## START

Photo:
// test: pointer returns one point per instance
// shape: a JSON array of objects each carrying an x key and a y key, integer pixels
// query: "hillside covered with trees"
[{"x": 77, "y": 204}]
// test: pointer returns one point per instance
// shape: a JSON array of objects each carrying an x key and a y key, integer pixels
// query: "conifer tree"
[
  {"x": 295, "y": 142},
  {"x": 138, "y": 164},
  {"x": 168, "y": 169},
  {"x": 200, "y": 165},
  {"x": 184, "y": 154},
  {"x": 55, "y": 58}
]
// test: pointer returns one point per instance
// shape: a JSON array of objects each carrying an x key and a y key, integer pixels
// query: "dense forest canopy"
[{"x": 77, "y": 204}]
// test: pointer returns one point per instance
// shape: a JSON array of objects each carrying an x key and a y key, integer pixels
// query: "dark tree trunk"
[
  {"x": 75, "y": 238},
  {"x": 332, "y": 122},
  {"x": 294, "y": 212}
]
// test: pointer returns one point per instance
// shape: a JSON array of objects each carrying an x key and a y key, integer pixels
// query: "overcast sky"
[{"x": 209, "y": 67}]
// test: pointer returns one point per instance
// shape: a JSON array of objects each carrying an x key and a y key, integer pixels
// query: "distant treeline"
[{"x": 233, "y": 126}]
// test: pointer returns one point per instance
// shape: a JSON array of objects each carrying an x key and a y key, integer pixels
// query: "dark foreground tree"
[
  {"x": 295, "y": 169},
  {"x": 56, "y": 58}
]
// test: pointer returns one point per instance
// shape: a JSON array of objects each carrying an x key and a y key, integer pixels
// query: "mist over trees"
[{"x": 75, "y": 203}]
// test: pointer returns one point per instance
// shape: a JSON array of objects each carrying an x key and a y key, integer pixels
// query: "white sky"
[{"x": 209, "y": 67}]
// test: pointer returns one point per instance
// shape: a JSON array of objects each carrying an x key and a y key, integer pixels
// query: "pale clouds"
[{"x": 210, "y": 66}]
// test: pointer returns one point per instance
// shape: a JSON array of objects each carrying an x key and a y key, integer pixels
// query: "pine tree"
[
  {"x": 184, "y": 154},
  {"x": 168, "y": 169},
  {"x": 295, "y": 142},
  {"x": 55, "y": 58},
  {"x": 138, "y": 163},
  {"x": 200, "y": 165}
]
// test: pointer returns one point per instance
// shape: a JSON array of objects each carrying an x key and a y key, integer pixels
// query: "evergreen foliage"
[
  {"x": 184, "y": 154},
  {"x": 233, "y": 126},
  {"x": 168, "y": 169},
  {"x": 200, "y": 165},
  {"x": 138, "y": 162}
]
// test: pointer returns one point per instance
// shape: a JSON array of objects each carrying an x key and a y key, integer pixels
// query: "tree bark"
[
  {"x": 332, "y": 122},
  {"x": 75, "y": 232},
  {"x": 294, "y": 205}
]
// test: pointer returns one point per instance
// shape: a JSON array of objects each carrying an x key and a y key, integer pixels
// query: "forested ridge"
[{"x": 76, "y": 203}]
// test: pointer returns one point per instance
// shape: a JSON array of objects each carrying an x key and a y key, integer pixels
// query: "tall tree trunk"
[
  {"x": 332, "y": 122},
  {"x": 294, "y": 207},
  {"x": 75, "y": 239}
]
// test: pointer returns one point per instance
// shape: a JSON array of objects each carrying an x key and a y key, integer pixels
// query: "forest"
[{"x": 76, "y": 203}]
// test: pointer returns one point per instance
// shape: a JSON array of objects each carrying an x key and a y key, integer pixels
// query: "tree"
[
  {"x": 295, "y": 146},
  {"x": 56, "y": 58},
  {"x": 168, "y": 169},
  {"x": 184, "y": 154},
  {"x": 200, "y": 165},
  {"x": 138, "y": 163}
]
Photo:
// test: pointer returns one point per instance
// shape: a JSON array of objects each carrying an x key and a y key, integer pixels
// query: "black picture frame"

## END

From the records above, extract each line exactly as shown.

◆ Response to this task:
Photo:
// test: pointer returns one point per instance
// shape: a JSON array of objects each carrying an x key and a y key, integer pixels
// query: "hillside covered with trees"
[{"x": 77, "y": 204}]
// test: pointer returns one point per instance
// shape: a JSON array of objects each carrying an x key and a y key, integer pixels
// query: "conifer tree"
[
  {"x": 295, "y": 142},
  {"x": 138, "y": 164},
  {"x": 168, "y": 169},
  {"x": 200, "y": 165},
  {"x": 184, "y": 154},
  {"x": 55, "y": 58}
]
// test: pointer returns one point per instance
// shape: a JSON array of objects each carrying an x key and a y key, integer pixels
// query: "dense forest canopy"
[{"x": 77, "y": 204}]
// test: pointer returns one point per instance
// shape: a JSON array of objects each carrying an x key and a y key, integer pixels
// query: "dark tree trunk"
[
  {"x": 75, "y": 238},
  {"x": 332, "y": 122},
  {"x": 294, "y": 212}
]
// test: pointer returns one point per instance
// shape: a JSON array of objects each carrying an x key and a y key, integer pixels
// query: "overcast sky"
[{"x": 209, "y": 67}]
// test: pointer returns one point per instance
// shape: a JSON array of objects each carrying an x key and a y key, integer pixels
// query: "distant treeline"
[{"x": 233, "y": 126}]
// test: pointer returns one point per instance
// shape: a JSON array of objects each carrying an x key and a y key, integer pixels
// query: "dark foreground tree"
[
  {"x": 295, "y": 169},
  {"x": 56, "y": 58}
]
// test: pointer returns one point per instance
// shape: a JSON array of objects each carrying an x key and a y key, integer pixels
// query: "mist over trees"
[{"x": 75, "y": 203}]
// test: pointer returns one point per instance
// shape: a JSON array of objects each carrying an x key and a y key, integer pixels
// query: "white sky"
[{"x": 209, "y": 67}]
// test: pointer returns one point per instance
// shape: a JSON array of objects each carrying an x key and a y key, integer pixels
// query: "pale clouds"
[{"x": 210, "y": 66}]
// test: pointer returns one point per instance
// shape: a JSON array of objects each carrying an x key and a y key, integer pixels
// query: "pine tree"
[
  {"x": 184, "y": 154},
  {"x": 168, "y": 169},
  {"x": 295, "y": 142},
  {"x": 55, "y": 58},
  {"x": 138, "y": 163},
  {"x": 200, "y": 165}
]
// test: pointer returns one point per instance
// shape: a JSON array of objects each carrying an x key and a y key, integer pixels
// query: "evergreen foliage"
[
  {"x": 184, "y": 154},
  {"x": 233, "y": 126},
  {"x": 168, "y": 169},
  {"x": 200, "y": 165},
  {"x": 138, "y": 162}
]
// test: pointer returns one point per instance
// shape: a JSON array of objects each carrying an x key and a y key, integer pixels
// query: "tree bark"
[
  {"x": 332, "y": 122},
  {"x": 75, "y": 232},
  {"x": 294, "y": 205}
]
// test: pointer returns one point per instance
// shape: a JSON array of objects each carrying an x key and a y key, integer pixels
// query: "forested ridge"
[{"x": 76, "y": 203}]
// test: pointer returns one point per instance
// shape: a JSON array of objects each carrying an x key and a y key, integer pixels
// query: "tall tree trunk"
[
  {"x": 332, "y": 122},
  {"x": 294, "y": 207},
  {"x": 75, "y": 239}
]
// test: pointer returns one point per instance
// shape: a JSON array of objects each carrying an x key and a y key, integer pixels
// query: "forest"
[{"x": 76, "y": 203}]
// test: pointer returns one point per instance
// shape: a JSON array of objects each carrying an x key and a y key, integer pixels
// query: "tree"
[
  {"x": 295, "y": 146},
  {"x": 56, "y": 58},
  {"x": 168, "y": 169},
  {"x": 184, "y": 154},
  {"x": 200, "y": 165},
  {"x": 138, "y": 163}
]
Photo:
// test: pointer returns one point per instance
// shape: a JSON array of objects each carrying an x key and a y key, integer pixels
// query: "black picture frame"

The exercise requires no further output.